> [Short problem] Identify the line that contains "sky in the photo above." in the material. Output it and every line after it, unchanged, through the end.

> [Dataset records]
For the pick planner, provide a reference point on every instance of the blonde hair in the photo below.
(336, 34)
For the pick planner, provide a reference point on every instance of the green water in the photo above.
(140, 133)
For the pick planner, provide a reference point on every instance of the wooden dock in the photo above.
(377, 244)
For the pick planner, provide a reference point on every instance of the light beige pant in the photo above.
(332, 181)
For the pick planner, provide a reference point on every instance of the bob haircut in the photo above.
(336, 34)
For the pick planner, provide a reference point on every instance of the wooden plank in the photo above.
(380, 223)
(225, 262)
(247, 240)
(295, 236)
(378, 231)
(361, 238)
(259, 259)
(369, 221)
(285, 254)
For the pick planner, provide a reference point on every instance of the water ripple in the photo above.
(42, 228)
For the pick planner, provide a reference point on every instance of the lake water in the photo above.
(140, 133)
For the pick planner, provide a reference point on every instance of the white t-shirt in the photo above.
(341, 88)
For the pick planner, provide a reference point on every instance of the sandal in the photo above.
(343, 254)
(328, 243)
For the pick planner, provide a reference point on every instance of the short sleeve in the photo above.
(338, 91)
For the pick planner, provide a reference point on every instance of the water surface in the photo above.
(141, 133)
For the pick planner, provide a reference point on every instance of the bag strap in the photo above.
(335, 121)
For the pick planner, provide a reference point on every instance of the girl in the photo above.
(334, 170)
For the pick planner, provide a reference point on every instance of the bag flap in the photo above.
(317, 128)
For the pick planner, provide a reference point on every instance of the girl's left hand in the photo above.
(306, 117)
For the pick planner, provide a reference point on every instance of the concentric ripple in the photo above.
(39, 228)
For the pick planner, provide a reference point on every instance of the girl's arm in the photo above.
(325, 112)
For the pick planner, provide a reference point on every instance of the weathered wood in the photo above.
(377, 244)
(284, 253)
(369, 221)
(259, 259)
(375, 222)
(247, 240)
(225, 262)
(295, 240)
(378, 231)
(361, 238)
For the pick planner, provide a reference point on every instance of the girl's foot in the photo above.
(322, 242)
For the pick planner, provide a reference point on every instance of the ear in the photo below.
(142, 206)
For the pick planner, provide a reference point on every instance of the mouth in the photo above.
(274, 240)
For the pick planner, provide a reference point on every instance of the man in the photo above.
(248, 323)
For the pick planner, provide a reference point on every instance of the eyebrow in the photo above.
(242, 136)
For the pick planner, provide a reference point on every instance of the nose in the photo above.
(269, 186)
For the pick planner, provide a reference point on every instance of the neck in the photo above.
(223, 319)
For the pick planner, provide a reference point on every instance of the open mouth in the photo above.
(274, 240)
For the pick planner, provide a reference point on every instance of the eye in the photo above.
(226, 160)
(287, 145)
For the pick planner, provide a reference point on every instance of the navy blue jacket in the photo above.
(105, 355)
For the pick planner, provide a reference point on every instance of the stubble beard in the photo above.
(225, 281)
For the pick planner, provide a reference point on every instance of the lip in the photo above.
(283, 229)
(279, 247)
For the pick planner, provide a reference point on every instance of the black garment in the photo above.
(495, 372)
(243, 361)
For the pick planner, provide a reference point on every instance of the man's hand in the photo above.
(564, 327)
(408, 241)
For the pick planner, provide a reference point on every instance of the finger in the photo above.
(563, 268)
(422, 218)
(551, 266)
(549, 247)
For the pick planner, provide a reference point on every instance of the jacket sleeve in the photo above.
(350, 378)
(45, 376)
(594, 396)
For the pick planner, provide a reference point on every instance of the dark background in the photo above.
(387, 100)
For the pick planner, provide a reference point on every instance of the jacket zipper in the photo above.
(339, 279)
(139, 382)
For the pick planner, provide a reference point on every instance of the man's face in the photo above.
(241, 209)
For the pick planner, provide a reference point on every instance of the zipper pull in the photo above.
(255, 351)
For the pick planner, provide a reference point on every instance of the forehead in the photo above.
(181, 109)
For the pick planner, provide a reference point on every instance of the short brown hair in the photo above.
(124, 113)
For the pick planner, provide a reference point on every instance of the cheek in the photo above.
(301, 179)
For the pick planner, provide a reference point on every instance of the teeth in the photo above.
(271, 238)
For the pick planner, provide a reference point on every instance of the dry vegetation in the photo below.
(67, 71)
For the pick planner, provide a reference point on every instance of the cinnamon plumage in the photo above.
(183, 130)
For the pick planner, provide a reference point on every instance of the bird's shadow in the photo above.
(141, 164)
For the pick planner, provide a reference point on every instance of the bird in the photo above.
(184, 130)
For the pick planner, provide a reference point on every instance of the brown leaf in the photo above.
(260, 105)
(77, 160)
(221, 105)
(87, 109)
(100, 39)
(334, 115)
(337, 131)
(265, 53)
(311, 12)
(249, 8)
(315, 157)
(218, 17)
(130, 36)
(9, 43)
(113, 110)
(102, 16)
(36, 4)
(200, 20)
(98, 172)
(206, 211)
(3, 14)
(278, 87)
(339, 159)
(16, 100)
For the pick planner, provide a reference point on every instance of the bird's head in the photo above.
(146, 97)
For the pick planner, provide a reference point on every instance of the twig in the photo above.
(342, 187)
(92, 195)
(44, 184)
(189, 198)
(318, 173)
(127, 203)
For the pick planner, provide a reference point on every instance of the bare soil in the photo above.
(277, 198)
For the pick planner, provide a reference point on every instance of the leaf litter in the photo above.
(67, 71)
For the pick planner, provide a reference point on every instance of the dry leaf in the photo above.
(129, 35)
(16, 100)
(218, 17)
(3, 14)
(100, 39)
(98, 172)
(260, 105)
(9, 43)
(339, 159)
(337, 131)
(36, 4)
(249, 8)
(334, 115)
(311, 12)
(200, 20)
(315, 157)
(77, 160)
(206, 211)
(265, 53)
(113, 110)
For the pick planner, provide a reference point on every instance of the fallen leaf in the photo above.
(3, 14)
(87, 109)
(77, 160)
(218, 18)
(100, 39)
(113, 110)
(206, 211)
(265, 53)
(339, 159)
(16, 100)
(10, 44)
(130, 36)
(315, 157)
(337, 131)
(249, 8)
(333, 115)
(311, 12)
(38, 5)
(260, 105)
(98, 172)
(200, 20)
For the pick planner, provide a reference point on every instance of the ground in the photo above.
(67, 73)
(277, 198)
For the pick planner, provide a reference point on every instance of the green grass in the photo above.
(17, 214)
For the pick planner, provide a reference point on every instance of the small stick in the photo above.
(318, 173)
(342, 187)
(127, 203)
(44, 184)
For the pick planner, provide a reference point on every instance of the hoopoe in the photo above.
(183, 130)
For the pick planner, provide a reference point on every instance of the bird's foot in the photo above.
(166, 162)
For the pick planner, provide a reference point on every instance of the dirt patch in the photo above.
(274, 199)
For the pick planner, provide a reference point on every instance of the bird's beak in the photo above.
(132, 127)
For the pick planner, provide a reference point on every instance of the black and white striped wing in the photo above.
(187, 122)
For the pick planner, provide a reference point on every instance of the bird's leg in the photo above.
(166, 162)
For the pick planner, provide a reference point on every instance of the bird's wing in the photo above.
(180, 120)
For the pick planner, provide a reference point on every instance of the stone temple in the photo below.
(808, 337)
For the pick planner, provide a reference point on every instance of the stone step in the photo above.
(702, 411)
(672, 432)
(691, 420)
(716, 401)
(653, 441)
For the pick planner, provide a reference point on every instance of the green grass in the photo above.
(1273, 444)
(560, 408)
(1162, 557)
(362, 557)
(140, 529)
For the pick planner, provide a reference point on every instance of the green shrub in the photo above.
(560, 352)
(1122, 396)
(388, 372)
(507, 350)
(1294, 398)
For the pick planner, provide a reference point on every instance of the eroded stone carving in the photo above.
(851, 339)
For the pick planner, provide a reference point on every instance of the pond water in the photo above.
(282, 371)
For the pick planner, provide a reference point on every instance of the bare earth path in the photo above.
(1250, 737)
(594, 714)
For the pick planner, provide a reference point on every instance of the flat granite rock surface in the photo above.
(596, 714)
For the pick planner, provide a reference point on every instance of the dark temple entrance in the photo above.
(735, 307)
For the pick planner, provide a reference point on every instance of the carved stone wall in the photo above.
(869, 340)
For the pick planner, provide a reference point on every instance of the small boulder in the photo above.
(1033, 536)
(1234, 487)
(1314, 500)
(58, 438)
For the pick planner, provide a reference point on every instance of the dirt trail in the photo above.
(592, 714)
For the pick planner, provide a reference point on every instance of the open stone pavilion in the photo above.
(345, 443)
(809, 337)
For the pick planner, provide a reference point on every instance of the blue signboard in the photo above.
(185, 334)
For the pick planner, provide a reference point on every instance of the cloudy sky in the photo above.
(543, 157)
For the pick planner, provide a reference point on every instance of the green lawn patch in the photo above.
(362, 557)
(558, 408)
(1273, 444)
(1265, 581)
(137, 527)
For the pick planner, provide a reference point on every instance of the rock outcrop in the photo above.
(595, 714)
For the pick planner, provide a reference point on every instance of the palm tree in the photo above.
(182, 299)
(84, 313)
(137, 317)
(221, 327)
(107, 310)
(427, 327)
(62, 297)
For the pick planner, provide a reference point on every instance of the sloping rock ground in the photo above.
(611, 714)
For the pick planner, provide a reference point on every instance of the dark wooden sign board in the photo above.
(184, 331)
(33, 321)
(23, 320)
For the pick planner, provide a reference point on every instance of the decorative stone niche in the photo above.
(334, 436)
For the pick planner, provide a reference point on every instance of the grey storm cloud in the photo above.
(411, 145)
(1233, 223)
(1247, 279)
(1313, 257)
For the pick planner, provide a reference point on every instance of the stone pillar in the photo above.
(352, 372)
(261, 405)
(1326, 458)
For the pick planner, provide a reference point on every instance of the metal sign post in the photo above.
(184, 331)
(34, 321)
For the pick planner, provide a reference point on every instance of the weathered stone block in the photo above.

> [Exercise response]
For the pick planner, provide a reference point on every instance of the cloudy sky in the photo above.
(543, 157)
For the pick planner, provide a reference point on every instance of the green lawn patch in the photo above.
(362, 557)
(558, 408)
(1273, 444)
(1265, 581)
(137, 527)
For the pick planner, provide a reference point on every instance of the rock outcrop in the photo above.
(595, 714)
For the pick planner, provide a reference point on every instance of the palm tree in the photo above.
(182, 299)
(84, 313)
(137, 317)
(221, 327)
(107, 310)
(427, 327)
(62, 297)
For the pick planner, provide a reference point on every instance of the sloping rock ground in the photo above.
(611, 714)
For the pick planner, provide a reference point on every instance of the dark wooden sign board in the photo above.
(184, 331)
(33, 321)
(23, 320)
For the pick planner, provide a reference point on every instance of the decorative stone niche in the photo above.
(334, 436)
For the pick planner, provide a reference point on every instance of the grey storm cloud in the photo above.
(411, 145)
(1233, 223)
(1247, 279)
(1313, 257)
For the pick planner, provide a reference point on every instance of the stone pillar in the photo above.
(352, 372)
(261, 405)
(1326, 458)
For the pick planner, provide a reference point on every instance of the metal sign post in the photo above.
(184, 331)
(34, 321)
For the pick planner, provide a reference point on every instance of the weathered stone block in the photo above.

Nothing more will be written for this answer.